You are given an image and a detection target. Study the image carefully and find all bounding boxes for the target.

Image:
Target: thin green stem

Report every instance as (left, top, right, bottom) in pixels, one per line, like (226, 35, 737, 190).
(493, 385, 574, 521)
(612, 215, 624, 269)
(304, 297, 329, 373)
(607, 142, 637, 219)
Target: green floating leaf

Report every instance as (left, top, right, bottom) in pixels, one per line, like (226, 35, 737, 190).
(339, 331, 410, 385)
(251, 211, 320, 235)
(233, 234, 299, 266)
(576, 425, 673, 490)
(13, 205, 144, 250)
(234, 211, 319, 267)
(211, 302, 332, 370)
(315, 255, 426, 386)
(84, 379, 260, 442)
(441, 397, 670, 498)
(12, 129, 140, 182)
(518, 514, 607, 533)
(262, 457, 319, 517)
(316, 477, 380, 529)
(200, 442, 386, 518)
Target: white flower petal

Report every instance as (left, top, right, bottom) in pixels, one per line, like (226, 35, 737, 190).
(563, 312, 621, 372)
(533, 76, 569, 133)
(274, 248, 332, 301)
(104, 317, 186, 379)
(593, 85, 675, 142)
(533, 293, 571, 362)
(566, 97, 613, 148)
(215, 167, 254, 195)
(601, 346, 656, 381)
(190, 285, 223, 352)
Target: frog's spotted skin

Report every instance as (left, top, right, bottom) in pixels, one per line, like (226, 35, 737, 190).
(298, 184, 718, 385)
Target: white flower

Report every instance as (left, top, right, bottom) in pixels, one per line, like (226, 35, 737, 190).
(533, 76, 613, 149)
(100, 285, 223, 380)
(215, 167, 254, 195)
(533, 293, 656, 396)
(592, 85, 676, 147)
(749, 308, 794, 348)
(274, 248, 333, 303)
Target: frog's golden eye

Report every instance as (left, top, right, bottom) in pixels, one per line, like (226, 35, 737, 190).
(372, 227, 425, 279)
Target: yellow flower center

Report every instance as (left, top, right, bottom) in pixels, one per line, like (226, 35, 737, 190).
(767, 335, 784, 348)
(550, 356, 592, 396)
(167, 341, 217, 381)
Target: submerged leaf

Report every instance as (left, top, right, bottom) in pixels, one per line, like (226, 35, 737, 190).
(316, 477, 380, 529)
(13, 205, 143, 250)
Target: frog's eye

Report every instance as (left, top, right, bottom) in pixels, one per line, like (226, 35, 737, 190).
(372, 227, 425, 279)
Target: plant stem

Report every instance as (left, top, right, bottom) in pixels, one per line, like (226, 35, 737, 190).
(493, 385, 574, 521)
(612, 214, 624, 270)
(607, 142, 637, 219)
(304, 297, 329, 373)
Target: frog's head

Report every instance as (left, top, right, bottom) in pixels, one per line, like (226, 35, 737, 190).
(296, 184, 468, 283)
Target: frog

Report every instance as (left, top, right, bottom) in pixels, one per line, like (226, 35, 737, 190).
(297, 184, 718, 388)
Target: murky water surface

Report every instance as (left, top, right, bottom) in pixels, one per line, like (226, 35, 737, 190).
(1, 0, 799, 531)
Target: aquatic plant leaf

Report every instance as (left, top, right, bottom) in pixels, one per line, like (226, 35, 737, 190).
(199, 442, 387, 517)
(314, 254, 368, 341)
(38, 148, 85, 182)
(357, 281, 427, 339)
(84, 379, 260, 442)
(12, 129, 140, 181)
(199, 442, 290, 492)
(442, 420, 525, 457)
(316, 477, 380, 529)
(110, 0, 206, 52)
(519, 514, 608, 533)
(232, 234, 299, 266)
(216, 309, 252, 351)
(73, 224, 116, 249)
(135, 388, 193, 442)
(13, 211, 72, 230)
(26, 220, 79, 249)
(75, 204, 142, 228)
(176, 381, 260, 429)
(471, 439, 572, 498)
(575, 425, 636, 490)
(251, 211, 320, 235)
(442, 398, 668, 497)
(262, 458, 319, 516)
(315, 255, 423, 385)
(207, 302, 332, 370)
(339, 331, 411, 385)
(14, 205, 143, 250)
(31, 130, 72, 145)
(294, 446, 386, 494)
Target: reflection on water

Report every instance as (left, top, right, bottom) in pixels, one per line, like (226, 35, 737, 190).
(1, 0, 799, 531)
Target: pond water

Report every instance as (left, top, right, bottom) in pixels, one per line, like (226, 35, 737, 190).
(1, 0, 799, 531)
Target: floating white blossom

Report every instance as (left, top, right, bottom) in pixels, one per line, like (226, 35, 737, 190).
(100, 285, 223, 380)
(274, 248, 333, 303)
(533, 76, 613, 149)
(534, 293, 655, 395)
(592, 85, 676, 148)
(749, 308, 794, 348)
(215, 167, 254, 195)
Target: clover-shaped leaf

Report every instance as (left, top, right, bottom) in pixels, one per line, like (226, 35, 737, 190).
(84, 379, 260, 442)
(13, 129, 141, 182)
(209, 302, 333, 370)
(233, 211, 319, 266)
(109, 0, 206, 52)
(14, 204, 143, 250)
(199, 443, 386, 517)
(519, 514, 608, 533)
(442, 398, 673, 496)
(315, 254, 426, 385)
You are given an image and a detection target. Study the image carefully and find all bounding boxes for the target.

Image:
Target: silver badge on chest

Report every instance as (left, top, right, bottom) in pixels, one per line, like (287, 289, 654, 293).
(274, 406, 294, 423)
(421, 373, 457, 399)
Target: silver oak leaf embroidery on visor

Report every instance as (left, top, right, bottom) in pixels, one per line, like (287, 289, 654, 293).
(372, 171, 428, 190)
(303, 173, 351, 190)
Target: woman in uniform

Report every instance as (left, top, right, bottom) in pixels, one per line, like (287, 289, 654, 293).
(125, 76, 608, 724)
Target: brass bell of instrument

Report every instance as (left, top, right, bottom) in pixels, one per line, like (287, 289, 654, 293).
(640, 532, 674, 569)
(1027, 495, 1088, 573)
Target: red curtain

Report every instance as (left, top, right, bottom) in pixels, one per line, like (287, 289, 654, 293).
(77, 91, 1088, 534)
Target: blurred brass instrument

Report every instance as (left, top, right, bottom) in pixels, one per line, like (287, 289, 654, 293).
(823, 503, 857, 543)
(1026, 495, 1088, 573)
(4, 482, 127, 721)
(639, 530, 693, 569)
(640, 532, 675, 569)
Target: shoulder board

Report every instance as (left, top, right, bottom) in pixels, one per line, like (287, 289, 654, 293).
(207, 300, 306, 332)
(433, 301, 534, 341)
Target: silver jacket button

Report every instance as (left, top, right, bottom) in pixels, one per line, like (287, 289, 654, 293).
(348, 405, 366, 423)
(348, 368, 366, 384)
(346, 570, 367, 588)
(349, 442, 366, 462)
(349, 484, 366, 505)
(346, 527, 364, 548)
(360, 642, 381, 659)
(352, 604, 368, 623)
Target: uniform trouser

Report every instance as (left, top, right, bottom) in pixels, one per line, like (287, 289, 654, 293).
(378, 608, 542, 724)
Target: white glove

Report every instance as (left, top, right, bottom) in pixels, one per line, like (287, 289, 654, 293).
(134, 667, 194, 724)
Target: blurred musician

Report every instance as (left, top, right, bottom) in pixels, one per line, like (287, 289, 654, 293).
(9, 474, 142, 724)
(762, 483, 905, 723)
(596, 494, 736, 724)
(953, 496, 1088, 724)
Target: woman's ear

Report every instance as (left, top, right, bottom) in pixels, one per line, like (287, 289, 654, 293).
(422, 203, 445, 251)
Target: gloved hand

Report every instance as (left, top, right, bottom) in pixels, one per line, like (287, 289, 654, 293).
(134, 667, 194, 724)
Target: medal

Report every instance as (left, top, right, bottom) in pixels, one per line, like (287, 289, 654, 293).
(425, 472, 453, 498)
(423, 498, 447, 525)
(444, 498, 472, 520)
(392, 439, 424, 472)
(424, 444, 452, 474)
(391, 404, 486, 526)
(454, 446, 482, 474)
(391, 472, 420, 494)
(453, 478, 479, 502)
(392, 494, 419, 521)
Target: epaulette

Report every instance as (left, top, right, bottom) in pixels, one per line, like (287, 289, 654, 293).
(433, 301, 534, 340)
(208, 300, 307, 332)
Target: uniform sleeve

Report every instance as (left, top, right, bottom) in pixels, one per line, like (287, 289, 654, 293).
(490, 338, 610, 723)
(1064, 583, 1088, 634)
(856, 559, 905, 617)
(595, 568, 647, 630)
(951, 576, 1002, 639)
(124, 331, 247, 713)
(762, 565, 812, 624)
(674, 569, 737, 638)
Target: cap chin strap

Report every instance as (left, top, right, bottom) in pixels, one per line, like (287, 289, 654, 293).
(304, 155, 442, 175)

§ §

Could you transcribe the entries exactly, from the first line through the line containing "Target: white flower petal", and give nothing more?

You are given an image and a detection target. Study the image carefully and find all bounding boxes for the target.

Image:
Target: thin green stem

Report every instance as (left, top, right, bottom) in pixels, one per line, like (226, 35, 737, 190).
(493, 385, 574, 521)
(612, 215, 624, 269)
(304, 297, 329, 373)
(607, 142, 637, 219)
Target: green floating leaf

Report every instance as (left, top, right, bottom) in pixels, one per line, like (226, 35, 737, 190).
(339, 331, 410, 385)
(251, 211, 320, 235)
(233, 234, 299, 266)
(576, 425, 673, 490)
(13, 205, 144, 250)
(234, 211, 319, 267)
(211, 302, 332, 370)
(315, 255, 426, 386)
(84, 379, 260, 442)
(441, 397, 670, 498)
(12, 129, 140, 182)
(518, 514, 607, 533)
(262, 457, 319, 517)
(316, 477, 380, 529)
(200, 442, 386, 518)
Target: white flower petal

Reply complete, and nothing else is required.